*EXTRACT PROVIDED*.

-- Begin --

There are no correlation between the columns

RFM¶

RFM (Recency, Frequency, Monetary Value) is a marketing analysis model that categorizes customers based on their recent activity, purchase frequency, and monetary contributions. It helps businesses identify segments like high-value customers for targeted marketing, re-engage at-risk customers, and tailor strategies based on customer behavior.

  • RECENCY (R): Days since last purchase
  • FREQUENCY (F): Total number of purchases
  • MONETARY VALUE (M): Total money this customer spent.

Recency¶

In [83]:
last_date=df['Date'].max()
In [84]:
# Finding the customers and their last purchase date
recency=df.groupby('CustomerID')['Date'].max().reset_index()
display(recency.head())
CustomerID Date
0 0 2011-12-09
1 12346 2010-06-28
2 12347 2011-12-07
3 12348 2011-04-05
4 12349 2011-11-21
In [85]:
recency['Recency']=recency['Date'].apply(lambda x: (last_date-x).days)
display(recency.head())
CustomerID Date Recency
0 0 2011-12-09 0
1 12346 2010-06-28 529
2 12347 2011-12-07 2
3 12348 2011-04-05 248
4 12349 2011-11-21 18

We can see it has been 325 days since CustomerID 12346 purchased anything

Frequency¶

In [86]:
# Find the number of time a custeomer has made a purchase
frequency=df.groupby('CustomerID')['InvoiceNo'].count().reset_index()
frequency.columns = ['CustomerID','Frequency']
display(frequency.head())
CustomerID Frequency
0 0 221102
1 12346 32
2 12347 205
3 12348 27
4 12349 156

Monetary¶

In [87]:
# Finding how much each customer has spent overall
monetary=df.groupby('CustomerID')['TotalPrice'].sum().reset_index()
monetary.columns = ['CustomerID','Monetary']
display(monetary.head())
CustomerID Monetary
0 0 1613001.77
1 12346 327.86
2 12347 3667.95
3 12348 333.24
4 12349 2723.64
In [88]:
# Creating a RFM Table
rf_table = recency.merge(frequency, on='CustomerID')
rfm_table=rf_table.merge(monetary, on='CustomerID')
rfm=rfm_table.drop('Date', axis=1)
rfm=rfm[rfm['CustomerID']!=0]
display(rfm.head())
CustomerID Recency Frequency Monetary
1 12346 529 32 327.86
2 12347 2 205 3667.95
3 12348 248 27 333.24
4 12349 18 156 2723.64
5 12350 310 16 294.40
In [89]:
sns.set(style="whitegrid")

# Create a subplot layout
fig, axes = plt.subplots(1, 3, figsize=(15, 5))

# Plotting displots for Recency, Frequency, and Monetary
sns.histplot(rfm['Recency'], bins=20, kde=True, color='blue', ax=axes[0])
axes[0].set_title('Recency Distribution')

-- End --

*SHORT EXERCISE 1*.
Answer these questions about the RFM analysis text:
(a) What does Frequency (F) measure, according to the bulleted definitions?
(b) Which CustomerID value is filtered out when the final RFM table is built?
(c) How many bins does the histogram of Recency use?
The rows that follow have no connection to the RFM analysis text.

*STORED ROWS*.
-- Begin --

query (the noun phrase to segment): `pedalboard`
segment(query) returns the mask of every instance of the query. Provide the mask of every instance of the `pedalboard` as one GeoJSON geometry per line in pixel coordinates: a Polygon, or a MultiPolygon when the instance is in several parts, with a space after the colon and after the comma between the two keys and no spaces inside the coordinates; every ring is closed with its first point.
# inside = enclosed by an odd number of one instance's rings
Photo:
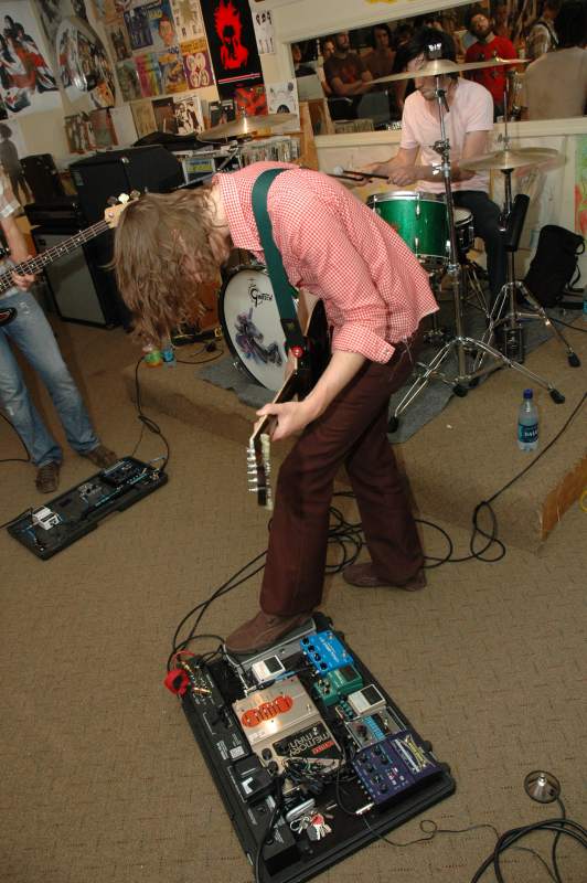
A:
{"type": "Polygon", "coordinates": [[[45,561],[97,528],[110,512],[121,512],[168,481],[160,469],[124,457],[108,469],[14,519],[7,530],[45,561]]]}
{"type": "Polygon", "coordinates": [[[183,711],[260,883],[310,880],[455,790],[321,614],[262,653],[181,668],[183,711]]]}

-- End --

*SHORT EXERCISE 2*. Repeat the rows from the start of the rows through the row that contains "segment(query) returns the", including both ends, exactly as they appear.

*FULL ANSWER 1*.
(a) The total number of purchases.
(b) 0.
(c) 20.

*FULL ANSWER 2*.
query (the noun phrase to segment): `pedalboard`
segment(query) returns the mask of every instance of the query. Provide the mask of every instance of the `pedalboard` as one GeoJSON geometry per line in pixel coordinates: a Polygon, or a MultiPolygon when the instance is in several parts, with a space after the colon and after the comma between the two keys and no spaces inside the coordinates; every ring is closed with its first point.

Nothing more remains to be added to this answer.